YOUR OBJECTIVE: Reproduce this listing in full.

EXTRACTED DATA:
┌──
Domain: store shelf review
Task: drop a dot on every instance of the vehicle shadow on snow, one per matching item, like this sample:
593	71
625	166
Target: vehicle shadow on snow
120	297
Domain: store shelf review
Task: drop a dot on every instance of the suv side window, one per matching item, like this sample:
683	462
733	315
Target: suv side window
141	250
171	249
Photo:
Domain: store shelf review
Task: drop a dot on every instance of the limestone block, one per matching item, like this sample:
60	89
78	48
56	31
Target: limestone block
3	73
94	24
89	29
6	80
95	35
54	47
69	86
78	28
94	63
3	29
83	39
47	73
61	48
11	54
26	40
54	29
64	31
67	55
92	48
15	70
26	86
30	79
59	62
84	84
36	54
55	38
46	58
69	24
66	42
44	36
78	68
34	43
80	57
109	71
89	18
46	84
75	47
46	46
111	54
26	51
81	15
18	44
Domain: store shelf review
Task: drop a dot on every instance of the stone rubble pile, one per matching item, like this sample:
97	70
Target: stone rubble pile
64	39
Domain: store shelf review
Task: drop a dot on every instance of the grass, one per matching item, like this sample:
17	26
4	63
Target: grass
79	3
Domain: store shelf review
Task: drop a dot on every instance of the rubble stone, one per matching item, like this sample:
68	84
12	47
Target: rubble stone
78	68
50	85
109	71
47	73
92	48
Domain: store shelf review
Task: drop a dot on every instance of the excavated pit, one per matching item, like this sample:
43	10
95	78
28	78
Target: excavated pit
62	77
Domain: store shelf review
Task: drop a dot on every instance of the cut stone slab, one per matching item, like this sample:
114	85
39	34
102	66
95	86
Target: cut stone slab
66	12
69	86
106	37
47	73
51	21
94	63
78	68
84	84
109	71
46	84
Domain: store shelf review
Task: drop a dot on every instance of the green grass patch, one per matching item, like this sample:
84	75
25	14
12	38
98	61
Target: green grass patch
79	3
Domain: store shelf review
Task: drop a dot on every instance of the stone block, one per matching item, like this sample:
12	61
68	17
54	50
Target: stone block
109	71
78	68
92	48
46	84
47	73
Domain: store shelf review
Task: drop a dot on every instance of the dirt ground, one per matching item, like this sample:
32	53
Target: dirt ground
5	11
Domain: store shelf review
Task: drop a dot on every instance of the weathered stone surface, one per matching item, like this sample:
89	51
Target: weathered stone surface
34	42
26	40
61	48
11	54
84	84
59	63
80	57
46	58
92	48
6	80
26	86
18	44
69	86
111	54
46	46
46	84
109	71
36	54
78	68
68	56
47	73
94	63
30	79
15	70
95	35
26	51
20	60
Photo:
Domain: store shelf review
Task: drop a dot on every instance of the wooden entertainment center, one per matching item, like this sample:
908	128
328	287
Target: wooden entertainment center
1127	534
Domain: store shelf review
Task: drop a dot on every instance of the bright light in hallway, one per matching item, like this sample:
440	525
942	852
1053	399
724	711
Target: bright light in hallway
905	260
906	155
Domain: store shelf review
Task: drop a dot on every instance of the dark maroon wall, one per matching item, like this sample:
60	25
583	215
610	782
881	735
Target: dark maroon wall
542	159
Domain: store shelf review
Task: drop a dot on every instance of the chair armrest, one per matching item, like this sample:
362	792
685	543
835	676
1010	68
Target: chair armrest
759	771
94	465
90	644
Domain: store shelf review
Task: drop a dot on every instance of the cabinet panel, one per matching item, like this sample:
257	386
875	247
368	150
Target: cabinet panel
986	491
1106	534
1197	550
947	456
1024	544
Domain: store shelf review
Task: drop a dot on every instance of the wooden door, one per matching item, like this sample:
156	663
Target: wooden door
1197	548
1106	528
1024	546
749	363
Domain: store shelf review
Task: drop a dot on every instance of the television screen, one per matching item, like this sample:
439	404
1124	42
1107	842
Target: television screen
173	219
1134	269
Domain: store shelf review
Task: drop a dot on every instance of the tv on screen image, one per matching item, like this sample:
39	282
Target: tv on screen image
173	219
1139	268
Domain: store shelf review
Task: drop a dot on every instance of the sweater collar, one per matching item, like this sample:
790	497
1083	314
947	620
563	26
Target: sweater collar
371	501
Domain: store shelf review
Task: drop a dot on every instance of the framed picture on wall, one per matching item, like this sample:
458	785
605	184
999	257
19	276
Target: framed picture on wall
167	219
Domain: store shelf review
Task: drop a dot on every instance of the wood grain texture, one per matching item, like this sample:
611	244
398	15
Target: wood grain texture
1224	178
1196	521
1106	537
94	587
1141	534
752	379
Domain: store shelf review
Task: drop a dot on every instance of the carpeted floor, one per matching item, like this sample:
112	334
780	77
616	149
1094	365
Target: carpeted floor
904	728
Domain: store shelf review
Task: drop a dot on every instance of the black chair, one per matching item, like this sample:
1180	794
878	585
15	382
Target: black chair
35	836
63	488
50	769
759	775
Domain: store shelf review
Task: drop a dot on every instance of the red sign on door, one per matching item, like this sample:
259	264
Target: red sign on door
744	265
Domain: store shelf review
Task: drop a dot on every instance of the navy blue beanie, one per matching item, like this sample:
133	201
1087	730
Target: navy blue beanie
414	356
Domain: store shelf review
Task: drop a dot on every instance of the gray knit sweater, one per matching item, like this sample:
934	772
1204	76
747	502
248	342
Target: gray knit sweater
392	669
└──
WRITTEN REPLY:
Domain: store shelf review
Task: drop a dot on every instance of the vehicle shadow on snow, one per matching item, like this sample:
593	71
625	166
Target: vehicle shadow on snow
120	297
Domain: store shelf review
Task: drop a dot on every instance of the suv side window, one per matching item, like this sample:
683	462
733	315
Target: suv side window
141	250
171	249
Photo:
Domain: store shelf review
Task: drop a dot on every instance of the limestone block, one per matching item, like this sample:
60	89
78	48
56	31
Target: limestone block
3	73
94	24
89	29
6	80
95	35
54	47
69	86
78	28
94	63
3	29
83	39
47	73
61	48
11	54
26	40
54	29
64	31
67	55
92	48
15	70
26	86
30	79
59	62
84	84
36	54
55	38
46	58
69	24
66	42
44	36
78	68
34	43
80	57
109	71
89	18
46	84
75	47
46	46
111	54
26	51
81	15
18	44
Domain: store shelf review
Task: drop a dot on every instance of the stone rubble pile, one per matching item, like this sample:
97	70
Target: stone rubble pile
64	39
Domain: store shelf review
Task: drop a dot on every instance of the grass, one per matching item, like this sample:
17	26
4	63
Target: grass
79	3
Domain: store shelf review
Task: drop a dot on every instance of the rubble stone, one per matching item, like this sample:
68	84
12	47
Target: rubble stone
78	68
50	85
109	71
47	73
92	48
Domain: store shelf review
Task: drop a dot on every instance of the excavated pit, one per matching item, like this sample:
43	10
95	78
28	78
Target: excavated pit
62	77
Domain: store shelf review
Task: drop a dot on every instance of the cut stone slab, one per matching item, like this sample:
114	85
39	34
102	66
95	86
Target: cut stone slab
66	12
69	86
106	37
47	73
51	21
94	63
78	68
84	84
109	71
46	84
Domain: store shelf review
Task: drop a dot on every instance of the green grass patch, one per matching item, like this sample:
84	75
25	14
12	38
98	61
Target: green grass patch
79	3
Domain: store shelf review
Task: drop a dot on every instance of the stone block, one per matching item, like this sample:
12	61
68	17
54	50
Target: stone block
109	71
78	68
92	48
46	84
47	73
Domain: store shelf review
Task: drop a dot on every instance of the dirt ground, one per matching item, like this sample:
32	53
Target: dirt ground
5	11
Domain: store shelf review
Task: drop a dot on every instance of the weathered stone surface, one per matching item, like this sample:
89	51
Target: weathered stone surface
34	42
26	40
61	48
11	54
84	84
59	63
80	57
46	58
92	48
6	80
26	86
18	44
69	86
111	54
46	46
46	84
109	71
36	54
78	68
68	56
47	73
94	63
30	79
15	70
95	35
26	51
20	60
Photo:
Domain: store shelf review
Task: drop a dot on every instance of the wooden entertainment center, one per matching item, like this sample:
908	128
328	287
Target: wooden entertainment center
1127	534
Domain: store shelf review
Task: drop a dot on every instance of the bright light in hallway, one per matching item, like this sample:
440	525
942	852
1053	399
724	711
Target: bright light in hallway
905	260
906	155
Domain: store shelf review
Task: drop a dot on every instance of the dark maroon wall, one per matching item, like this sample:
60	25
583	215
610	782
881	735
Target: dark maroon wall
542	159
Domain: store shelf review
Task: drop a dot on every instance of the chair armrest, one per matching item, like this sample:
362	792
685	543
835	676
1010	68
Target: chair armrest
759	771
94	465
90	644
Domain: store shelf review
Task: drop a dot on every instance of the cabinet panel, one per matching item, like this sample:
257	386
875	247
368	150
Target: cabinet panel
986	491
1106	534
1197	550
947	456
1024	544
Domain: store shelf review
Task: drop a dot on every instance of the wooden door, one per matching item, like this sample:
156	663
Target: wooden door
1197	548
1106	528
1024	546
749	363
Domain: store shelf review
Task: drop a dot on every instance of the television screen, one per matching item, like this sample:
439	404
1124	42
1107	842
Target: television screen
173	219
1134	269
Domain: store shelf review
Task: drop a dot on every instance of the tv on screen image, one per matching item, like this sample:
39	282
Target: tv on screen image
173	219
1139	268
Domain: store shelf review
Task: drop a dot on every instance of the sweater collar, one per matching item, like this sample:
790	497
1083	314
947	620
563	26
Target: sweater collar
371	501
Domain: store shelf review
Task: drop a dot on every instance of the framed picture on wall, one per matching item, like this sample:
458	785
605	184
999	257
19	276
Target: framed picture on wall
167	219
Domain: store shelf review
Task: drop a dot on every instance of the wood grain texture, one per matching item, like this sample:
611	244
398	15
Target: wood grain texture
1224	178
1196	521
1106	537
94	587
1141	534
752	379
Domain: store shelf review
Task: drop a dot on every instance of the carpeted floor, one per matching item, like this sample:
112	334
780	77
616	149
1094	365
Target: carpeted floor
904	728
Domain: store shelf review
Task: drop a dot on every instance of the black chair, one per matching item, like this sample:
1180	794
878	585
15	382
Target: black chair
35	836
63	488
50	769
759	775
Domain: store shelf review
Task: drop a dot on every instance of the red sign on door, one per matching item, like this sample:
259	264
Target: red sign on door
744	265
Domain: store shelf review
Task: drop a dot on every instance of the navy blue beanie, one per matching item, like this sample:
133	201
1087	730
Target: navy blue beanie
414	356
Domain: store shelf review
Task: drop a dot on every instance of the gray knit sweater, one per matching item, like this sample:
934	772
1204	76
747	502
248	342
Target: gray knit sweater
392	669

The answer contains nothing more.